(Reading passage)

Laser Irradiation of Tumors for the Treatment of Cancer: An Analysis of Blood Flow, Temperature and Oxygen Transport
Sood, Ravi; Nahlik, David; Nichols, Weston; Graham, Evan
It has been shown that hypoxic tumor cells are resistant to radiation and that increasing tumor oxygen levels via laser-mediated hyperthermia treatment increases tumor cell radiosensitivity. Hence, studies of the effects of laser irradiation on tumor oxygen levels are of great interest, as they allow for the optimization of hyperthermia treatment. Accordingly, the main purpose of this experiment was to develop a finite element model to simulate the heat transfer due to laser irradiation of tumor tissue, the blood flow through a tumor capillary, and the effect of changing temperature on blood flow rates and oxygen delivery to tumor tissue. This was achieved by using finite element models in COMSOL Multiphysics. We employed two geometries based on those used in a simliar study by He et al. : a tumor-containing breast model to simulate laser heating of the tissue and a capillary and tumor tissue model to simulate the effect of heating on blood flow and tissue oxygen concentration. By plotting partial pressure of oxygen as a function of radius at three different points in the tissue, we observed that the oxygen concentration was greatest near the inlet and lowest near the outlet (as expected), and that at all points in the tissue, heating increased the tissue oxygen partial pressure to about the same extent (0.75 ? 1 mm Hg). Furthermore, sensitivity analyses suggested ambient air cooling at the breast surface to be ideal and a laser intensity of 18000 W/m2 to be optimal for hyperthermia treatment. The model we developed was validated by comparison to a similar model and has potential for use in future studies on optimization of hyperthermia treatment.

(End Reading passage)
(Given records)

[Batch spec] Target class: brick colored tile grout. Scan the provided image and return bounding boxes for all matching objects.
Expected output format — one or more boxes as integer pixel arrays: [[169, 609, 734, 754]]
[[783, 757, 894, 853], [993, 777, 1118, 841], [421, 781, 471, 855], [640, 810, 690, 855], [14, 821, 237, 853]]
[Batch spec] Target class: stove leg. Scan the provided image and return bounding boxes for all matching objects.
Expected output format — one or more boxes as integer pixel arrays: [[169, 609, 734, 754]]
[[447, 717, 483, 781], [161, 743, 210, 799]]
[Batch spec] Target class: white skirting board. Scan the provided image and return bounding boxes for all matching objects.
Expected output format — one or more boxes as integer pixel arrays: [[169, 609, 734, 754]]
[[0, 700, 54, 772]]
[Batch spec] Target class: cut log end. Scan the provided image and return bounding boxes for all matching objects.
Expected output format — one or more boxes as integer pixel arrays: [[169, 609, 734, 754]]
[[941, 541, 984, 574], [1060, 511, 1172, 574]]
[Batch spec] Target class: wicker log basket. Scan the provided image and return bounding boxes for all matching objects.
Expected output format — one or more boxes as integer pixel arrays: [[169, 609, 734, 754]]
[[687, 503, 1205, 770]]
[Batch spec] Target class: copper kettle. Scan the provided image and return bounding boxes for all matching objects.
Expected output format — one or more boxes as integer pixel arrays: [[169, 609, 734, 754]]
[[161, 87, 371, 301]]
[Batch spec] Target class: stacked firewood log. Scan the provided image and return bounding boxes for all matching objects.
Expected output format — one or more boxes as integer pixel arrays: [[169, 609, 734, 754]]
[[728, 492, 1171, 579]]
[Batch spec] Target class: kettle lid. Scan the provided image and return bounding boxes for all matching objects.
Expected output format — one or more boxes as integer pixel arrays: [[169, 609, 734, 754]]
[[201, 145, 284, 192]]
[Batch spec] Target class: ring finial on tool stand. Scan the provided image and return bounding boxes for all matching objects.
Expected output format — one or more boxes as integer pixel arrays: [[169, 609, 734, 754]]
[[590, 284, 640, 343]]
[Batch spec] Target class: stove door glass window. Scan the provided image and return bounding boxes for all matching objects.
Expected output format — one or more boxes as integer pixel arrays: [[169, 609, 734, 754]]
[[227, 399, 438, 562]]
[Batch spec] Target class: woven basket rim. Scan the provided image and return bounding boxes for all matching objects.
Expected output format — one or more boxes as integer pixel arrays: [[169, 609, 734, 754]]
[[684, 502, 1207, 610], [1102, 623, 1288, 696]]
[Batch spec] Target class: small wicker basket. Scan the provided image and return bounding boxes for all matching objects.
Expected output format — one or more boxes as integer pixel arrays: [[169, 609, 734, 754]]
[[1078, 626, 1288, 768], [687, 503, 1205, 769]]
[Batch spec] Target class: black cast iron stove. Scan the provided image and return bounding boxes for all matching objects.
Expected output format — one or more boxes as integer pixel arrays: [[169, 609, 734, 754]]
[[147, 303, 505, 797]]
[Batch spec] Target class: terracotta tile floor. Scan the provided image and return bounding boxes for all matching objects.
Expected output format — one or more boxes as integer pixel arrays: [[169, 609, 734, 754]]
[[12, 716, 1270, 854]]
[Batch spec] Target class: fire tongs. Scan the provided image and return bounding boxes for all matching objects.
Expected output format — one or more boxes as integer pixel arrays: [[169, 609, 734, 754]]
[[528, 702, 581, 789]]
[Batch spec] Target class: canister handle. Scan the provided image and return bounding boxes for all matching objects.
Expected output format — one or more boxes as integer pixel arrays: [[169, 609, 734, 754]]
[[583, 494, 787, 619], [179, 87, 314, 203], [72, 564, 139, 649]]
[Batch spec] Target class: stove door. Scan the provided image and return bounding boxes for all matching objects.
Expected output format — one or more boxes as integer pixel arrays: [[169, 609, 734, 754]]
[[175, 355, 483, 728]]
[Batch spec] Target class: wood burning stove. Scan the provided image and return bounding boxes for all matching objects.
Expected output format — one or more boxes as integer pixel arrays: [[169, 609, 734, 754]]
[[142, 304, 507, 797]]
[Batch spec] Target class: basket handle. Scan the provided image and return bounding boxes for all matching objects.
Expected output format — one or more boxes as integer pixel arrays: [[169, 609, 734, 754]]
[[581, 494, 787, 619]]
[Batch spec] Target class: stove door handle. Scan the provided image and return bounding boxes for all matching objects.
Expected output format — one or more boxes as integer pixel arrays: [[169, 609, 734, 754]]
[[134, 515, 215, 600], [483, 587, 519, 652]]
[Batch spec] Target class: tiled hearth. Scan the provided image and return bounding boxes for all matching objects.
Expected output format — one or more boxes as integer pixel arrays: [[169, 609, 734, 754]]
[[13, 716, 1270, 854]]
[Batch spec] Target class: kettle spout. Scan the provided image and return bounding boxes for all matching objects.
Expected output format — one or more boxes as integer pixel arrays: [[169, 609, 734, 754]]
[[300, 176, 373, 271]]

(End Given records)

**Aim of the exercise**
In the abstract on laser irradiation of tumors, what laser intensity did the sensitivity analyses suggest as optimal for hyperthermia treatment?

**Response to this task**
18000 W/m2